Extract to read:
-----

Need to speed up SQL Server SP that uses system metadata - sql-server

Let me apologize in advance for the length of this question. I don't see how to ask it without giving all the definitions.
I've inherited a SQL Server 2005 database that includes a homegrown implementation of change tracking. Through triggers, changes to virtually every field in the database are stored in a set of three tables. In the application for this database, the user can request the history of various items, and what's returned is not just changes to the item itself, but also changes in related tables. The problem is that in some cases, it's painfully slow, and in some cases, the request eventually crashes the application. The client has also reported other users having problems when someone requests history.
The tables that store the change data are as follows:
CREATE TABLE [dbo].[tblSYSChangeHistory](
[id] [bigint] IDENTITY(1,1) NOT NULL,
[date] [datetime] NULL,
[obj_id] [int] NULL,
[uid] [varchar](50) NULL
This table tracks the tables that have been changed. Obj_id is the value that Object_ID() returns.
CREATE TABLE [dbo].[tblSYSChangeHistory_Items](
[id] [bigint] IDENTITY(1,1) NOT NULL,
[h_id] [bigint] NOT NULL,
[item_id] [int] NULL,
[action] [tinyint] NULL
This table tracks the items that have been changed. h_id is a foreign key to tblSYSChangeHistory. item_id is the PK of the changed item in the specified table. action indicates insert, delete or change.
CREATE TABLE [dbo].[tblSYSChangeHistory_Details](
[id] [bigint] IDENTITY(1,1) NOT NULL,
[i_id] [bigint] NOT NULL,
[col_id] [int] NOT NULL,
[prev_val] [varchar](max) NULL,
[new_val] [varchar](max) NULL
This table tracks the individual changes. i_id is a foreign key to tblSYSChangeHistory_Items. col_id indicates which column was changed, and prev_val and new_val indicate the original and new values for that field.

-----

Provided data:
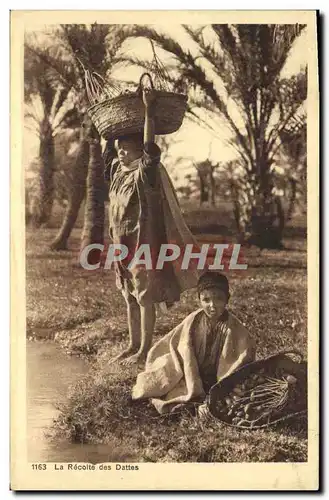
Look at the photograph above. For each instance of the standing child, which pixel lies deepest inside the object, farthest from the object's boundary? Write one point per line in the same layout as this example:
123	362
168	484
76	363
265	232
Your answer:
143	209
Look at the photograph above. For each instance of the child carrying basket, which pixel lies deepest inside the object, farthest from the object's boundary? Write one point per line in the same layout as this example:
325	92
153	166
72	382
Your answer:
143	208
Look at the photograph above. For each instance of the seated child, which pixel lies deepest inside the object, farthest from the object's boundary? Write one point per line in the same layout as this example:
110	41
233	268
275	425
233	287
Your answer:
207	346
143	209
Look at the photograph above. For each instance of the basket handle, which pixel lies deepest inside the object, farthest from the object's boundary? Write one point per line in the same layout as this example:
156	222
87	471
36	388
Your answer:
292	353
140	86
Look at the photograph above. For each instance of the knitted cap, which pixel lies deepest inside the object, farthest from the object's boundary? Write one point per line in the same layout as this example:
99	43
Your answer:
213	280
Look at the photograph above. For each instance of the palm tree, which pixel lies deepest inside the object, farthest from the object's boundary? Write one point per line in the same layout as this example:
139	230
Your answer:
239	73
91	47
48	110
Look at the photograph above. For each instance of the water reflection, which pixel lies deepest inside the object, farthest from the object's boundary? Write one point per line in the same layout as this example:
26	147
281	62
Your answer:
49	374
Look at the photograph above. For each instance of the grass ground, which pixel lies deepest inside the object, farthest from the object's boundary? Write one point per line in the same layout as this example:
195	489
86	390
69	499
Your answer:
85	313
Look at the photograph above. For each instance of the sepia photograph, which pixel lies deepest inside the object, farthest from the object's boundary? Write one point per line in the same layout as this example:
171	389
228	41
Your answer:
165	199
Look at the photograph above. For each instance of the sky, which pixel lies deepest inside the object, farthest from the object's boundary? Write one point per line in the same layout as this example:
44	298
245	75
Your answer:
192	141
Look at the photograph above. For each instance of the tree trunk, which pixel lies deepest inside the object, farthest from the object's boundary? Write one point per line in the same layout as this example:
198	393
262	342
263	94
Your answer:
43	203
77	194
93	230
267	225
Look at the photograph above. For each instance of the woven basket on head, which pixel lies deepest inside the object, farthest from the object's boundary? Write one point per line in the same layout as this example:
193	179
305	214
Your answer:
125	114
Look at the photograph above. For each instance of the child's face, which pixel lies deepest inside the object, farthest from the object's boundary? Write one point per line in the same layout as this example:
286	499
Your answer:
128	150
213	301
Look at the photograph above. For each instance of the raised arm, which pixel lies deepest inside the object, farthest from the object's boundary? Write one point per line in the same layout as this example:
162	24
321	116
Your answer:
149	102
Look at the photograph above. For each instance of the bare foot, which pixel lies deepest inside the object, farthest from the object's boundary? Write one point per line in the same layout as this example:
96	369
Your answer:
138	358
124	354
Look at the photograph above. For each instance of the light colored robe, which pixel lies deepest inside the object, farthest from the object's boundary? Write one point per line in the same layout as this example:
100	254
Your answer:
171	374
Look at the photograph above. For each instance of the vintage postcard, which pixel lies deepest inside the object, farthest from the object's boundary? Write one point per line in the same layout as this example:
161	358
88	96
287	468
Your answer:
164	250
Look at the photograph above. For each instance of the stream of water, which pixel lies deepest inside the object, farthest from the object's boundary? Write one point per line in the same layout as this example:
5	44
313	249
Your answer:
49	374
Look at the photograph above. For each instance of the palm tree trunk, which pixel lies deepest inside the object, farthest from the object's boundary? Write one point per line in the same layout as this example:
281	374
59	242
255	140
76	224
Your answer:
93	230
44	201
77	194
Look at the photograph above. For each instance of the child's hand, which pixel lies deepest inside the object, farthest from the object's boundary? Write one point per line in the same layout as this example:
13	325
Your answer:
148	97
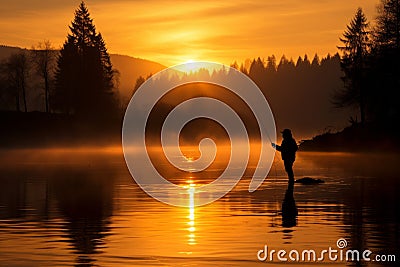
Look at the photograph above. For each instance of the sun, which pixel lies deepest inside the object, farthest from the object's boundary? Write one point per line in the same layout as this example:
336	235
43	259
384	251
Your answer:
192	66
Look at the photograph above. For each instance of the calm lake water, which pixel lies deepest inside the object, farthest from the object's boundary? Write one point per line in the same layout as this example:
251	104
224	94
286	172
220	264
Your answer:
80	207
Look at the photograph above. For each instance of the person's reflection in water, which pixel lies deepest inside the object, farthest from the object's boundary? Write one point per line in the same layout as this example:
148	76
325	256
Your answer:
289	209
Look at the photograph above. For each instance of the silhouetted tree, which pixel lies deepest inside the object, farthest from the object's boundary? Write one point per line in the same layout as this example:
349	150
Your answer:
43	58
84	76
356	48
139	82
17	69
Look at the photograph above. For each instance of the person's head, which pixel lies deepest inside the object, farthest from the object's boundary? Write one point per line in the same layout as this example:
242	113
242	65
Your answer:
286	133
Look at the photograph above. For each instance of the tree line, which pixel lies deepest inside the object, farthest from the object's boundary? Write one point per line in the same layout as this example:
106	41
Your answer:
78	80
371	66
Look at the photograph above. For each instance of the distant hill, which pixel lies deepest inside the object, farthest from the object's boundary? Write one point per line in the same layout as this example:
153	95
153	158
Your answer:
130	68
6	51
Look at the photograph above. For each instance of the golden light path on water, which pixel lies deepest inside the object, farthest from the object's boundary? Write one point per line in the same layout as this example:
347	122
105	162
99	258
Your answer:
191	188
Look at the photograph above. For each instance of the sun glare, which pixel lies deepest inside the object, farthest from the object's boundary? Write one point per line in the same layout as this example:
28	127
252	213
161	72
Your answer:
192	66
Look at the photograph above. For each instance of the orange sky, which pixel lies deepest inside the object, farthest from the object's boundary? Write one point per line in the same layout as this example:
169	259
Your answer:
176	31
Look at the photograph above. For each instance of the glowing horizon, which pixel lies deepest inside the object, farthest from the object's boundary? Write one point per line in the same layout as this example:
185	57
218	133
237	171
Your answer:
171	34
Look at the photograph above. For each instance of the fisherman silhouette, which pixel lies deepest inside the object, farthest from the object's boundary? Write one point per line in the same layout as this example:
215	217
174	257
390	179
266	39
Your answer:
288	150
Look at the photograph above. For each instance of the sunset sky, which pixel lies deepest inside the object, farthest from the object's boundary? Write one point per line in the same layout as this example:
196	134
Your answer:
171	32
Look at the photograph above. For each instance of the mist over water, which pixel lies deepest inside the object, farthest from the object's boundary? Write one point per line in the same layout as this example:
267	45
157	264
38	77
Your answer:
81	206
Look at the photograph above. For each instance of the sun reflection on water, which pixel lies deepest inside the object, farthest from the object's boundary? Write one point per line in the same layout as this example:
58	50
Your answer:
191	223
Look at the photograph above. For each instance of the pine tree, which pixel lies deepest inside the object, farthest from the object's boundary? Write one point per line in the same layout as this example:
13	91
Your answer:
355	50
85	76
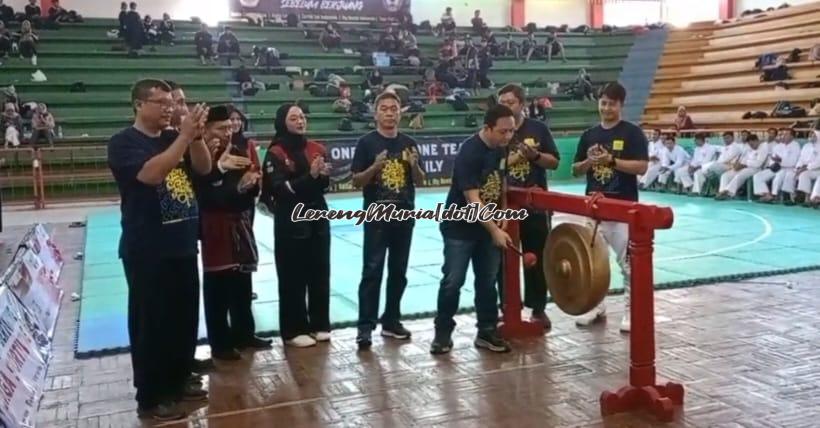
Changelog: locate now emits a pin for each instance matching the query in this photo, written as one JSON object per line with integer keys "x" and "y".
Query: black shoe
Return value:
{"x": 161, "y": 412}
{"x": 364, "y": 342}
{"x": 256, "y": 343}
{"x": 491, "y": 341}
{"x": 229, "y": 355}
{"x": 193, "y": 392}
{"x": 396, "y": 331}
{"x": 202, "y": 366}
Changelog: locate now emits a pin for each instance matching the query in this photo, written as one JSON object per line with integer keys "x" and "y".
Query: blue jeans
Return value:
{"x": 486, "y": 259}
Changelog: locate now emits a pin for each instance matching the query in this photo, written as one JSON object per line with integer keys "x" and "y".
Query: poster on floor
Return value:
{"x": 29, "y": 280}
{"x": 23, "y": 367}
{"x": 326, "y": 9}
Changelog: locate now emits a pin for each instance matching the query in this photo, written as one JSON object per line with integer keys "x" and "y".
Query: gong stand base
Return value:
{"x": 659, "y": 400}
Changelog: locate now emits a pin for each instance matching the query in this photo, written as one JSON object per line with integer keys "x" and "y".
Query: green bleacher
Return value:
{"x": 84, "y": 53}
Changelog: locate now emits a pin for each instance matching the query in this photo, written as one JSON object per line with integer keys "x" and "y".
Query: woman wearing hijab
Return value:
{"x": 227, "y": 200}
{"x": 296, "y": 176}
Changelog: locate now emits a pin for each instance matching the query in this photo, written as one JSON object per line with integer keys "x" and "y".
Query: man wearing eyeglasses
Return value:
{"x": 153, "y": 167}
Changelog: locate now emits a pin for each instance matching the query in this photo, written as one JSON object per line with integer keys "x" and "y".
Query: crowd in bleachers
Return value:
{"x": 777, "y": 169}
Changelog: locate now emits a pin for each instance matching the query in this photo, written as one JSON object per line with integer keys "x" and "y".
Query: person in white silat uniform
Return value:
{"x": 673, "y": 158}
{"x": 808, "y": 185}
{"x": 654, "y": 150}
{"x": 704, "y": 154}
{"x": 749, "y": 165}
{"x": 729, "y": 154}
{"x": 611, "y": 155}
{"x": 780, "y": 168}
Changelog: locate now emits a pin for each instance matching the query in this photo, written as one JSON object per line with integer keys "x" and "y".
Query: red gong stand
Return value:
{"x": 643, "y": 391}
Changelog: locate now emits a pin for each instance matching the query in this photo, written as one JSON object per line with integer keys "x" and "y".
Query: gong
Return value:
{"x": 576, "y": 268}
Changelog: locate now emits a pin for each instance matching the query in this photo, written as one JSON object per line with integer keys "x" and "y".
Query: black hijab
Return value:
{"x": 293, "y": 144}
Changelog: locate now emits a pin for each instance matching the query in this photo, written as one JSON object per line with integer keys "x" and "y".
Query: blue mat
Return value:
{"x": 710, "y": 241}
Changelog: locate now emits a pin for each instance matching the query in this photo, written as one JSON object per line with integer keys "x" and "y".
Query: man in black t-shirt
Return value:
{"x": 478, "y": 179}
{"x": 531, "y": 153}
{"x": 386, "y": 165}
{"x": 153, "y": 167}
{"x": 612, "y": 155}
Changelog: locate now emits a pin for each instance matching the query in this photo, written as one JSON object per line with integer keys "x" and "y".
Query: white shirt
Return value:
{"x": 732, "y": 152}
{"x": 807, "y": 155}
{"x": 703, "y": 154}
{"x": 756, "y": 158}
{"x": 675, "y": 158}
{"x": 789, "y": 153}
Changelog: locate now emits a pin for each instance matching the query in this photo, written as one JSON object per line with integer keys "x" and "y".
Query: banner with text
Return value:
{"x": 326, "y": 9}
{"x": 23, "y": 366}
{"x": 436, "y": 157}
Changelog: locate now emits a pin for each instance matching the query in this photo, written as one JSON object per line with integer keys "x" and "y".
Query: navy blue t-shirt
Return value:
{"x": 535, "y": 134}
{"x": 394, "y": 184}
{"x": 157, "y": 221}
{"x": 477, "y": 166}
{"x": 624, "y": 141}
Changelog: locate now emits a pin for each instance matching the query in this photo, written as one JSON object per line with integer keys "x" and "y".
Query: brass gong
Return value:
{"x": 576, "y": 268}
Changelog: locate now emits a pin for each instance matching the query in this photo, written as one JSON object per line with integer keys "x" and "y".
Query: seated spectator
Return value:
{"x": 510, "y": 48}
{"x": 529, "y": 47}
{"x": 683, "y": 120}
{"x": 167, "y": 31}
{"x": 204, "y": 42}
{"x": 134, "y": 30}
{"x": 330, "y": 38}
{"x": 42, "y": 126}
{"x": 478, "y": 23}
{"x": 447, "y": 26}
{"x": 227, "y": 46}
{"x": 5, "y": 41}
{"x": 122, "y": 18}
{"x": 28, "y": 42}
{"x": 554, "y": 46}
{"x": 6, "y": 13}
{"x": 12, "y": 125}
{"x": 151, "y": 30}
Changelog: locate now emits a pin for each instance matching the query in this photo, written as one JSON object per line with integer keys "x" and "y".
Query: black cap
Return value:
{"x": 219, "y": 113}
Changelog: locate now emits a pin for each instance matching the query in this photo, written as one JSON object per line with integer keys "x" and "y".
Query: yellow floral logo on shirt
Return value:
{"x": 393, "y": 175}
{"x": 179, "y": 186}
{"x": 491, "y": 190}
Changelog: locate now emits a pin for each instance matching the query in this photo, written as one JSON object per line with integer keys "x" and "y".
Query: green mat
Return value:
{"x": 709, "y": 242}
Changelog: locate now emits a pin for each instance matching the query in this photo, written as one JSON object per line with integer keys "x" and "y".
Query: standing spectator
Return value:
{"x": 11, "y": 123}
{"x": 295, "y": 172}
{"x": 167, "y": 31}
{"x": 28, "y": 42}
{"x": 42, "y": 125}
{"x": 227, "y": 46}
{"x": 154, "y": 167}
{"x": 134, "y": 30}
{"x": 204, "y": 42}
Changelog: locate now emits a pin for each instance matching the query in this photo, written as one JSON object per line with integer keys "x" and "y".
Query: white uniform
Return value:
{"x": 788, "y": 153}
{"x": 653, "y": 168}
{"x": 753, "y": 159}
{"x": 812, "y": 172}
{"x": 702, "y": 156}
{"x": 728, "y": 155}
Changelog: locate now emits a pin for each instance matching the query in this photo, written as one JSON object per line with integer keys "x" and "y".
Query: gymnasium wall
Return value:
{"x": 742, "y": 5}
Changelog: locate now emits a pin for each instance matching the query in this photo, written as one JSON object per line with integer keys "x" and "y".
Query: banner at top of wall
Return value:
{"x": 325, "y": 9}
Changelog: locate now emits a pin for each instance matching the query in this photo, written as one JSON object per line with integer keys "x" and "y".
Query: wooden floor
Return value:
{"x": 747, "y": 353}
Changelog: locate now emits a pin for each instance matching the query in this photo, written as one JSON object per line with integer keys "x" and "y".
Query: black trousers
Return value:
{"x": 381, "y": 238}
{"x": 228, "y": 293}
{"x": 163, "y": 315}
{"x": 303, "y": 269}
{"x": 533, "y": 232}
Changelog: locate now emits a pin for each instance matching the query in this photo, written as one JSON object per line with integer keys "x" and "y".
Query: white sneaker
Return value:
{"x": 596, "y": 315}
{"x": 321, "y": 336}
{"x": 301, "y": 341}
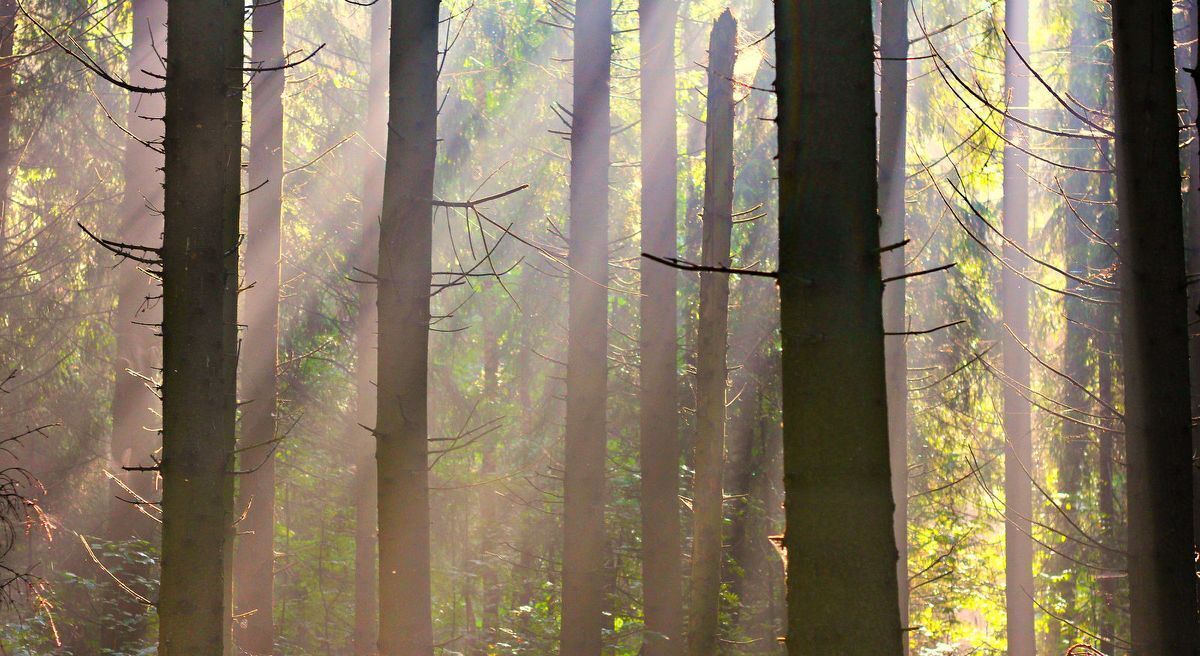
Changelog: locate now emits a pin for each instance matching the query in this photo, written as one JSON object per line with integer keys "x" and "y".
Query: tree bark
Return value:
{"x": 1153, "y": 328}
{"x": 1018, "y": 425}
{"x": 133, "y": 403}
{"x": 135, "y": 409}
{"x": 406, "y": 253}
{"x": 1186, "y": 58}
{"x": 7, "y": 97}
{"x": 255, "y": 557}
{"x": 712, "y": 344}
{"x": 366, "y": 559}
{"x": 893, "y": 175}
{"x": 659, "y": 428}
{"x": 1085, "y": 82}
{"x": 835, "y": 428}
{"x": 199, "y": 265}
{"x": 585, "y": 542}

-----

Prompt 1: Write out the passage of the change-tracking post starting at "Let me apologize" and ending at "someone requests history.".
Prompt 2: Resume the change-tracking post from the point where it stops.
The rows are separate material, apart from the change-tracking post.

Answer 1:
Let me apologize in advance for the length of this question. I don't see how to ask it without giving all the definitions.
I've inherited a SQL Server 2005 database that includes a homegrown implementation of change tracking. Through triggers, changes to virtually every field in the database are stored in a set of three tables. In the application for this database, the user can request the history of various items, and what's returned is not just changes to the item itself, but also changes in related tables. The problem is that in some cases, it's painfully slow, and in some cases, the request eventually crashes the application. The client has also reported other users having problems when someone requests history.

Answer 2:
There's actually a fourth table that supports this architecture. tblSYSChangeHistory_Objects maps plain English descriptions of operations to particular tables in the database.
The code to look up the history for an item is incredibly convoluted. It's one branch of a very long SP. Relevant parameters are as follows:
#action varchar(50),
#obj_id bigint = 0,
#uid varchar(50) = '',
#prev_val varchar(MAX) = '',
#new_val varchar(MAX) = '',
#start_date datetime = '',
#end_date datetime = ''
I'm storing them to local variables right away (because I was able to significantly speed up another SP by doing so):
declare #iObj_id bigint,
#cUID varchar(50),
#cPrev_val varchar(max),
#cNew_val varchar(max),
#tStart_date datetime,
#tEnd_date datetime
set #iObj_id = #obj_id
set #cUID = #uid
set #cPrev_val = #prev_val
set #cNew_val = #new_val
set #tStart_date = #start_date
set #tEnd_date = #end_date
And here's the code from that branch of the SP:
create table #r (obj_id int, item_id int, l tinyint)
create clustered index #ri on #r (obj_id, item_id)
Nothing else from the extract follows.